▶ Request
Look below for the line with "Please spot the golden". Extract that line and each one after it through the last, word for word.

▶ Data in this exercise
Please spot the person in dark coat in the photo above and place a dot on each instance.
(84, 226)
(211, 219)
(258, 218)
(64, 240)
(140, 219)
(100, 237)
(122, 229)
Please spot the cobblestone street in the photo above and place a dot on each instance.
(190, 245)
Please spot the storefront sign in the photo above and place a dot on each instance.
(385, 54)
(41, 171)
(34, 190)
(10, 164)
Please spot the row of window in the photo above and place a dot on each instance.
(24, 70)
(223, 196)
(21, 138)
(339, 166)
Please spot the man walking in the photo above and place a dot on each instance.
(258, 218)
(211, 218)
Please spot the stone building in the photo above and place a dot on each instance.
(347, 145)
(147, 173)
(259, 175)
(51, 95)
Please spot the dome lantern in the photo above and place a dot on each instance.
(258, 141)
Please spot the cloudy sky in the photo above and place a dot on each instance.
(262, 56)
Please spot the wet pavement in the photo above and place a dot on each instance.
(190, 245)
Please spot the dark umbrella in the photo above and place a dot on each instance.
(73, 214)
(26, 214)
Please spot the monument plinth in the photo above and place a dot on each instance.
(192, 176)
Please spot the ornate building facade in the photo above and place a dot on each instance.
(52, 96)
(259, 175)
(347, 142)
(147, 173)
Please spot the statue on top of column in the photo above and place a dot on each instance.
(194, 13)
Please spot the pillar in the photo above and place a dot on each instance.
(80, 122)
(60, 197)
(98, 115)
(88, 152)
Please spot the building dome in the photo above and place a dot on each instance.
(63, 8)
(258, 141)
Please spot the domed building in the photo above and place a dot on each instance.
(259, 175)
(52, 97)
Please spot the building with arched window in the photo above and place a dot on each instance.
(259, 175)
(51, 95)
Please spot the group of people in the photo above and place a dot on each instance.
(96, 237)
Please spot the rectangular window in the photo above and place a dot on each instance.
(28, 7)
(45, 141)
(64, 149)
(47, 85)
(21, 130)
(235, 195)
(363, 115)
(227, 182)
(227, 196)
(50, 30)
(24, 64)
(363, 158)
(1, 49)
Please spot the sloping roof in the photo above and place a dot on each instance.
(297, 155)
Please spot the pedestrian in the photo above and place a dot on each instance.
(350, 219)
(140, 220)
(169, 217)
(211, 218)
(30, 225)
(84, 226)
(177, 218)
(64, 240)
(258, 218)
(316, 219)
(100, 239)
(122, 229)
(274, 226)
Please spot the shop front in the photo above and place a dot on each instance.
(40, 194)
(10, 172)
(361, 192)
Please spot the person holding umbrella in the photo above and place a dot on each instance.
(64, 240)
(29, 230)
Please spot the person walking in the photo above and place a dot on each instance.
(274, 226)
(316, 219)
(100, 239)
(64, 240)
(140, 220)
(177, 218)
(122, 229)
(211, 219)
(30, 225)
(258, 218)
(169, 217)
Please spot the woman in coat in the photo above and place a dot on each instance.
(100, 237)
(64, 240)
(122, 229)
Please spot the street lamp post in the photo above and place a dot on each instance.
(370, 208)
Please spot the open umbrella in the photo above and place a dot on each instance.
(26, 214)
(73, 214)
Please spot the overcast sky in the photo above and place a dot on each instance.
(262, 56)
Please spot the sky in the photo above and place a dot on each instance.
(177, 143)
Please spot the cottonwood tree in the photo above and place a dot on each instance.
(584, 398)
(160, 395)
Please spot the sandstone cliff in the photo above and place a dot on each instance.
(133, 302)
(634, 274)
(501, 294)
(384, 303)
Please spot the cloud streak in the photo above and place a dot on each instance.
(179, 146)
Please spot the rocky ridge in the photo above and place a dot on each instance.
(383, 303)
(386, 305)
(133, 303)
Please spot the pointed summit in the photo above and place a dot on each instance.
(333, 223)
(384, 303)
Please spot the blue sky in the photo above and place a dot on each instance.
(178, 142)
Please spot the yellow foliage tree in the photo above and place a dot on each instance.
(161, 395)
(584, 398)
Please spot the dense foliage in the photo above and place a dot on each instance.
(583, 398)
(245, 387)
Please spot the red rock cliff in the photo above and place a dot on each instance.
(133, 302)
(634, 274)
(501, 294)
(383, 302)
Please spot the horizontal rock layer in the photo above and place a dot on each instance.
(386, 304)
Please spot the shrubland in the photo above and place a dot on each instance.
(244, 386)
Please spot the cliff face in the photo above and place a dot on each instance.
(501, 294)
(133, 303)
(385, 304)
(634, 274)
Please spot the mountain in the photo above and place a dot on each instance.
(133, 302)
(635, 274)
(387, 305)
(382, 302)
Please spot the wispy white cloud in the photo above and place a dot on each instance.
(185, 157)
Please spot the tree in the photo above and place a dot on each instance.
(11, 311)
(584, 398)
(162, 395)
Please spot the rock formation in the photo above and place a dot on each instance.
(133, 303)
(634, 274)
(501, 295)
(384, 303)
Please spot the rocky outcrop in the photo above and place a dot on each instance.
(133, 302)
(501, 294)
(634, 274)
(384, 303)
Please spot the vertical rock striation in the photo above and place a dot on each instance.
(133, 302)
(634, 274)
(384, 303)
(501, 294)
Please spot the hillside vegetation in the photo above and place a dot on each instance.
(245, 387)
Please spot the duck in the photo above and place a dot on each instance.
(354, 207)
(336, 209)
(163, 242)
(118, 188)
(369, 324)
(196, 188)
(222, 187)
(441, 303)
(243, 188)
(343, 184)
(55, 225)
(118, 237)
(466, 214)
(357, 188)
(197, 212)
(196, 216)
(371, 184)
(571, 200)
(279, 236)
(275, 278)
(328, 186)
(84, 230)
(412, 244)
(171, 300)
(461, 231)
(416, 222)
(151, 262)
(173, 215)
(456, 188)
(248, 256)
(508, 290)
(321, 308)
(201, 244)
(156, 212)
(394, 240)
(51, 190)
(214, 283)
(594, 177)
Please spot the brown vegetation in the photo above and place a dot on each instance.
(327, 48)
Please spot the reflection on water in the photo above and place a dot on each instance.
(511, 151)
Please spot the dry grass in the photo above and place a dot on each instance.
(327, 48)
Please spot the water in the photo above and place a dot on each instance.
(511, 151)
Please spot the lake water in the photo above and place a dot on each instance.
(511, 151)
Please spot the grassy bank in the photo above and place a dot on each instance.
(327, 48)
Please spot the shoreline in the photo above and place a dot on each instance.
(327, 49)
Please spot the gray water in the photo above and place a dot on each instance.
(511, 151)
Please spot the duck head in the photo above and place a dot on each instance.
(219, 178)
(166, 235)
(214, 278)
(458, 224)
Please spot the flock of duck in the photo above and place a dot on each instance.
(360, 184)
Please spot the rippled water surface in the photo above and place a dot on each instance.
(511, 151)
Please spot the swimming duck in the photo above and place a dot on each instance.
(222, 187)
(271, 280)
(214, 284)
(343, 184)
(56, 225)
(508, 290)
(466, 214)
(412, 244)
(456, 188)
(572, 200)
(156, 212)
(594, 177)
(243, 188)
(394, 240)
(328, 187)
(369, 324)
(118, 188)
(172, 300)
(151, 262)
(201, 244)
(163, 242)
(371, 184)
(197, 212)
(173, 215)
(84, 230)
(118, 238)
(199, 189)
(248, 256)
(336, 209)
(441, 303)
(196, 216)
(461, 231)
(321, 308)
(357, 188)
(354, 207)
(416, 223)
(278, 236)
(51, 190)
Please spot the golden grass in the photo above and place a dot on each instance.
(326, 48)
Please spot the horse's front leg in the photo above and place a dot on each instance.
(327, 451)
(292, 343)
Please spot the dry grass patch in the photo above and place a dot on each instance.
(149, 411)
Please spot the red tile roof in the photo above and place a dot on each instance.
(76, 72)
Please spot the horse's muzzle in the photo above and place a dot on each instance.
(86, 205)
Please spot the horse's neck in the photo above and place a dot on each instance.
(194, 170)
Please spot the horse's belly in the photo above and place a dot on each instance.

▶ Task response
Please spot the golden grass in the photo above and place a dot on each instance.
(326, 48)
Please spot the horse's front leg in the photo above and place a dot on each instance.
(327, 451)
(292, 343)
Please spot the dry grass patch in the photo above and place a dot on each instance.
(149, 411)
Please spot the red tile roof in the photo above and place a dot on each instance.
(76, 72)
Please spot the horse's muzzle in the photo above and place a dot on each instance.
(86, 205)
Please spot the horse's neck in the photo above and place a dot on each instance.
(194, 170)
Please spot the horse's belly in the photo above and place a dot on each instance.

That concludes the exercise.